SOURCE DATA
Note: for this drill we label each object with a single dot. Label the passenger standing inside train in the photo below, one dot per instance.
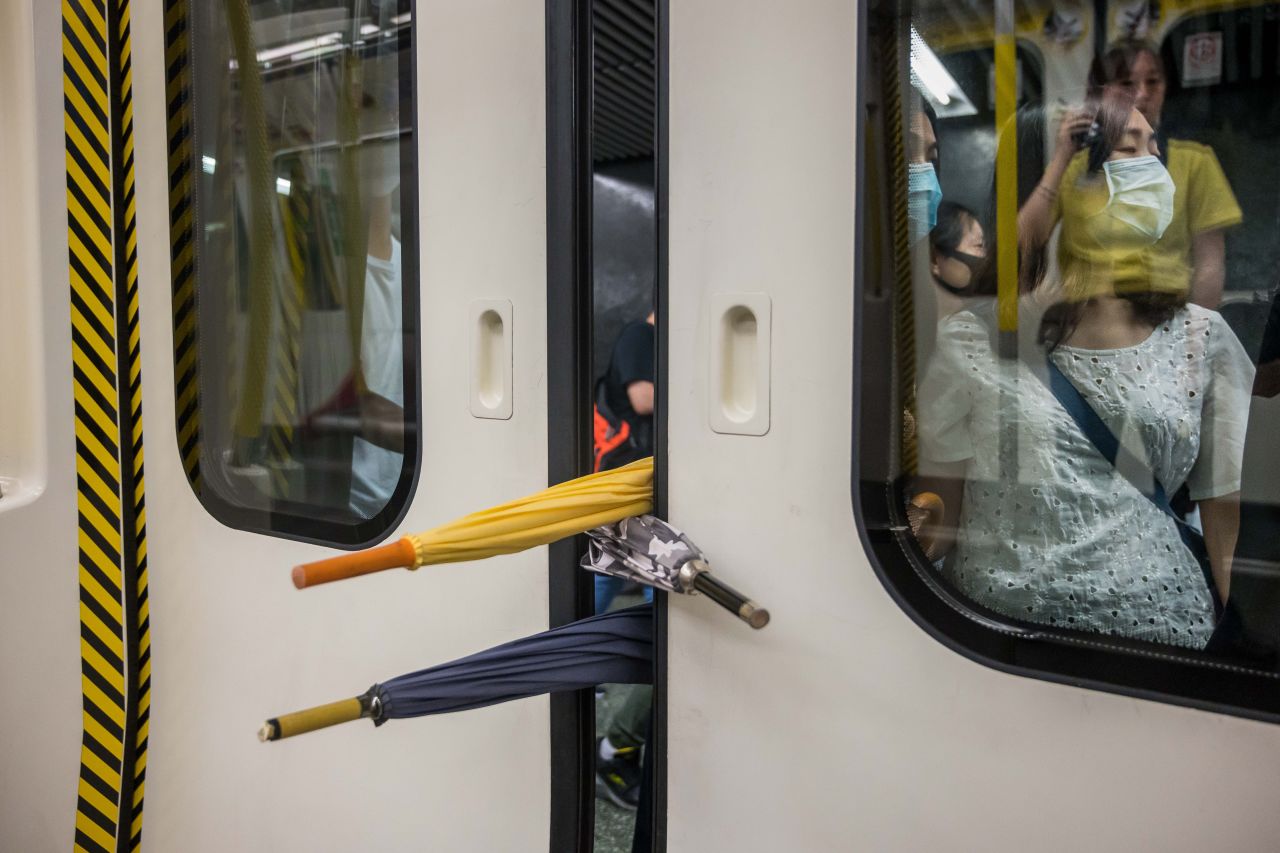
(624, 433)
(624, 419)
(1189, 254)
(1056, 533)
(958, 252)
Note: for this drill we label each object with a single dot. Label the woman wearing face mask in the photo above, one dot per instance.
(1189, 255)
(958, 251)
(923, 191)
(1055, 533)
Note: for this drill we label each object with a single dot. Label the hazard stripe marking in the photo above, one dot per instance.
(115, 671)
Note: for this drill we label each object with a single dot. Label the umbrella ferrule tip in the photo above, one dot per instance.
(753, 615)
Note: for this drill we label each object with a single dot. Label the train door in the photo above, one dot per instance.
(324, 228)
(888, 715)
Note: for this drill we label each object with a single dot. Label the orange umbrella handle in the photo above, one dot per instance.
(397, 555)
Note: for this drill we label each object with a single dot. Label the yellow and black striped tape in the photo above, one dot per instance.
(108, 409)
(904, 296)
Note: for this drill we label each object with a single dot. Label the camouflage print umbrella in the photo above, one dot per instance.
(652, 552)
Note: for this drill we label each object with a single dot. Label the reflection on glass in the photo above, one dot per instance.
(1082, 293)
(298, 133)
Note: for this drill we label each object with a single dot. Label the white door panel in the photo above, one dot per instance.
(842, 725)
(40, 647)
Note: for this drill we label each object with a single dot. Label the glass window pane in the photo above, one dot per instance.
(1069, 250)
(302, 415)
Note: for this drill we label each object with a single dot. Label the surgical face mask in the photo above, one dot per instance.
(923, 196)
(1142, 196)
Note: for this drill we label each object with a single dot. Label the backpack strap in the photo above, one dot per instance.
(1105, 441)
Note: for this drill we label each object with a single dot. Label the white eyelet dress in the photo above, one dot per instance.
(1050, 532)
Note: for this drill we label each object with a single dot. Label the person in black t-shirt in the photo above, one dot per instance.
(624, 433)
(624, 400)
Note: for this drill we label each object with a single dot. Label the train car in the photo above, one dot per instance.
(287, 279)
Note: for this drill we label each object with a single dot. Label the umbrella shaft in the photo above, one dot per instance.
(731, 600)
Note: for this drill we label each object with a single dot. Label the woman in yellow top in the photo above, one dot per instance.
(1189, 256)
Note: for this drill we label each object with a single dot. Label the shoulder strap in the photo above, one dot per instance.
(1102, 438)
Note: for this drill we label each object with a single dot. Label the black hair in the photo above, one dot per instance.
(952, 224)
(1118, 62)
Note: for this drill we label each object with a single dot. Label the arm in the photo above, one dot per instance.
(937, 534)
(382, 422)
(1221, 520)
(1208, 268)
(640, 395)
(1036, 218)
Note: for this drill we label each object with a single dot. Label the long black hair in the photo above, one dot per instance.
(1152, 308)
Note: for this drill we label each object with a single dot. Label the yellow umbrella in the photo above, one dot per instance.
(552, 514)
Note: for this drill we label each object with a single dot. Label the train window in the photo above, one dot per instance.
(293, 215)
(1068, 247)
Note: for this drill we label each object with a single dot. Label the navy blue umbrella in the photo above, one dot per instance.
(609, 648)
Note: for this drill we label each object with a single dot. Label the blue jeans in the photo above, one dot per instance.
(607, 588)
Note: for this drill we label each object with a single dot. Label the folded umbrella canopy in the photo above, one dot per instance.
(611, 648)
(654, 553)
(552, 514)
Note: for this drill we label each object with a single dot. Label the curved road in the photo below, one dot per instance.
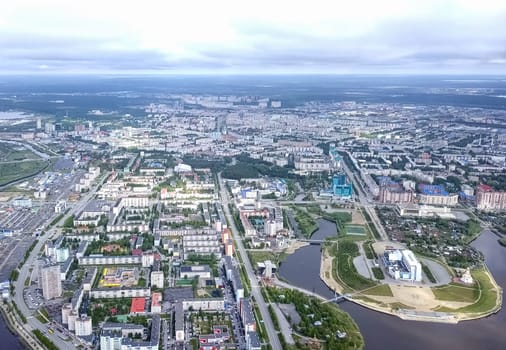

WHAT YOU ARE ASKED TO DO
Write out the listing above exactly as it stands, pictures excluded.

SOLUTION TO THE EXERCISE
Note: for this drill we label each object with a single dot. Label the passenger standing inside train in the photo below, one dot per instance.
(624, 433)
(624, 419)
(1189, 254)
(1056, 533)
(958, 252)
Note: for this drill we label each object with a single dot. Label the woman wearing face mask in the photo above, one dot per instance.
(1189, 255)
(958, 251)
(923, 191)
(1055, 533)
Note: for this drill we label each object with a single dot. Label the hazard stripe marking in the photo above, one dot per instance.
(115, 671)
Note: for this drill we label each object with a single dot. Label the umbrella ferrule tip in the photo above, one dot per instance.
(753, 615)
Note: for this drill we label each object with a single dot. Label the train door in the photo above, one dot per instance.
(324, 228)
(888, 715)
Note: for this drill we label each object with a single dot. Label the orange umbrella handle in the photo above, one dot per instance.
(397, 555)
Note: for this drill we label each object with a single dot. Label the yellow and black striped tape in the photo above, one dot per instance.
(108, 409)
(904, 296)
Note: for this drill we label each object with a single dot. Label the camouflage print umbrella in the photo above, one dot per instance.
(652, 552)
Note: for this drill we label each object with a single dot. Label the reflection on glass in the photo above, one dot per instance.
(1082, 293)
(298, 133)
Note: for this drill we label each object with a single dot. Label the white door panel in the photo above, one dot per instance.
(842, 725)
(40, 647)
Note: for this drill we label each object with a single dot. Label the glass window pane in the photo above, one dot per instance.
(1069, 250)
(302, 415)
Note: for this drill we label each object with a single dot. Label the surgical face mask in the photo above, one dot per instance.
(923, 196)
(1142, 196)
Note: for this drill we label each object with a single dot. Label the backpack strap in the photo above, one dot per instance.
(1105, 441)
Note: for this drill we label each object with a single dot. Label the white eyelet dress in the photo above, one dot per instance.
(1050, 532)
Note: for this drill we label each object with a single dot. Label the person in black t-shirt in the photo above, one dot per instance.
(624, 433)
(624, 400)
Note: for this drill we label each object with a single dot. Label the train car in the photo above, one dot per instance.
(287, 279)
Note: for this drill we label each object with a single dot. Label the umbrella shaft in the photo above, one dot per instance.
(731, 600)
Note: for this drill we label each object with a single dot. Label the woman in yellow top in the photo above, one dot per instance.
(1189, 256)
Note: for this drill we label each object with a single dot. Label the shoulder strap in the photo above, one dot per instance.
(1102, 438)
Note: for this drill we label each object with a single dot. Label the black hair in the photo above, one dot per instance.
(952, 224)
(1118, 62)
Note: for this drill we label each object with a single dot. Label the arm in the photo above, one dot per instance.
(937, 534)
(382, 422)
(1221, 520)
(1208, 268)
(640, 395)
(1036, 218)
Note: for this drill we label each object with a single dot. Label the long black hair in the photo above, one dot per instance.
(1152, 308)
Note: for this drill we label each object with a single dot. Label the yellow umbrella in the photo above, one dot per instance.
(552, 514)
Note: for this drill we label each object with a single dot. Label the train window in the photo above, one dot per instance.
(293, 215)
(1068, 247)
Note: for this drill we label each object with a single dot. Label the navy blue umbrella in the photo above, one dot per instance.
(609, 648)
Note: for this drill we label each object with a single dot. Label the blue jeans in the photo above, one dot per instance.
(607, 588)
Note: for this drill we label each object with a single dot. Label the folded umbrella canopy in the photo above, one dot per instance.
(611, 648)
(654, 553)
(552, 514)
Note: for this drill we label each object with a single dot. Label the curved road in the photo below, one dot per instance.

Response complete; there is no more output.